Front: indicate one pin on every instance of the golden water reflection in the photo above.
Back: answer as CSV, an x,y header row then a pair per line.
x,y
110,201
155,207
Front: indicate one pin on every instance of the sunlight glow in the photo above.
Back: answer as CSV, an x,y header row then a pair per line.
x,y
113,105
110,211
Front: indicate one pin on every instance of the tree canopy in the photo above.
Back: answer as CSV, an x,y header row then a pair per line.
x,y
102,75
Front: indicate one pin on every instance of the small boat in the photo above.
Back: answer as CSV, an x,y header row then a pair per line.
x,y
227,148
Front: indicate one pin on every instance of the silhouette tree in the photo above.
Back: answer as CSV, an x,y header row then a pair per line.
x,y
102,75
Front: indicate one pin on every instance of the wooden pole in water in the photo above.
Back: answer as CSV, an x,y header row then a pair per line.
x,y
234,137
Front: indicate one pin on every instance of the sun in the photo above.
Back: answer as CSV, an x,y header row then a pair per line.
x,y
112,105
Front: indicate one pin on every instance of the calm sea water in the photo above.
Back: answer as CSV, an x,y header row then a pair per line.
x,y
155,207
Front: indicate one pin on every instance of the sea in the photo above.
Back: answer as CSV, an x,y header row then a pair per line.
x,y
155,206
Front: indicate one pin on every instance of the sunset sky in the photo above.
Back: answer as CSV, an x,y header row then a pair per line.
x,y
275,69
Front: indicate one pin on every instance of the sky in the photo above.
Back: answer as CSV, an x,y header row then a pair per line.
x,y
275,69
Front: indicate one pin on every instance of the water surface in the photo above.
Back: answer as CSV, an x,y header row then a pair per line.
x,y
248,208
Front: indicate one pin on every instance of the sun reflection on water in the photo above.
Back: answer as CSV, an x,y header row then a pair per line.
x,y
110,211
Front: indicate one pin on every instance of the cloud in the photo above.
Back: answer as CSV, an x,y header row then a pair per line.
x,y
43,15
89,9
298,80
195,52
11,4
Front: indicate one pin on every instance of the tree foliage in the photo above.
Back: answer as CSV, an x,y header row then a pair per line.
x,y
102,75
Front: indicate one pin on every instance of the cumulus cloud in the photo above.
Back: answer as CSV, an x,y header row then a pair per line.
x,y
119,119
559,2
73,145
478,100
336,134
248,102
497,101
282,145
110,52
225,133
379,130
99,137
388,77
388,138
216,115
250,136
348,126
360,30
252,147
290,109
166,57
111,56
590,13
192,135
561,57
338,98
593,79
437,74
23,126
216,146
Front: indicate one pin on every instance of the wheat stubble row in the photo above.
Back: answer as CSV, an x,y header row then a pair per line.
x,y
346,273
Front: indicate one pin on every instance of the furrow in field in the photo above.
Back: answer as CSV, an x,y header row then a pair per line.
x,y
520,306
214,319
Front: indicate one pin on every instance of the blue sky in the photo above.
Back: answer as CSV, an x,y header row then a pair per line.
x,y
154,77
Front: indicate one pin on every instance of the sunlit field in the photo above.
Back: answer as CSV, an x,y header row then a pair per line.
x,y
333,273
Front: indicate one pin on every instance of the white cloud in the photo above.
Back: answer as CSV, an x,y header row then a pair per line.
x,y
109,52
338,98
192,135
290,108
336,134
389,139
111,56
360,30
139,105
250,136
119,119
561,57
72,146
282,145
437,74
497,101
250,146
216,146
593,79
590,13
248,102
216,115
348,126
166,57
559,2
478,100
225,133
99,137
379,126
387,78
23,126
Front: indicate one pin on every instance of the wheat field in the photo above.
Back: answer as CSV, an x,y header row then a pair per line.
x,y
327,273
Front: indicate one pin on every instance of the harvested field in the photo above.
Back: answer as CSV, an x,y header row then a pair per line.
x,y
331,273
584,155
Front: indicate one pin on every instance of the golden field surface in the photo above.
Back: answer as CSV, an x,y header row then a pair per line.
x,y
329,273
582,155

—————

* [Required work]
Rescale the part of the records that opens with the line containing "Front: indicate one pin on every instance of the golden field" and runs through the end of the records. Reproduce every line in that part, requests included, with each x and y pin coordinate in the answers multiplied by 0.95 and rounded to the nearest whole number, halves rounding up.

* [Right answer]
Front: indicate one pin on every instance of the golden field surface in the photo above.
Back: answer as CSV, an x,y header row then a pair per line.
x,y
313,259
553,147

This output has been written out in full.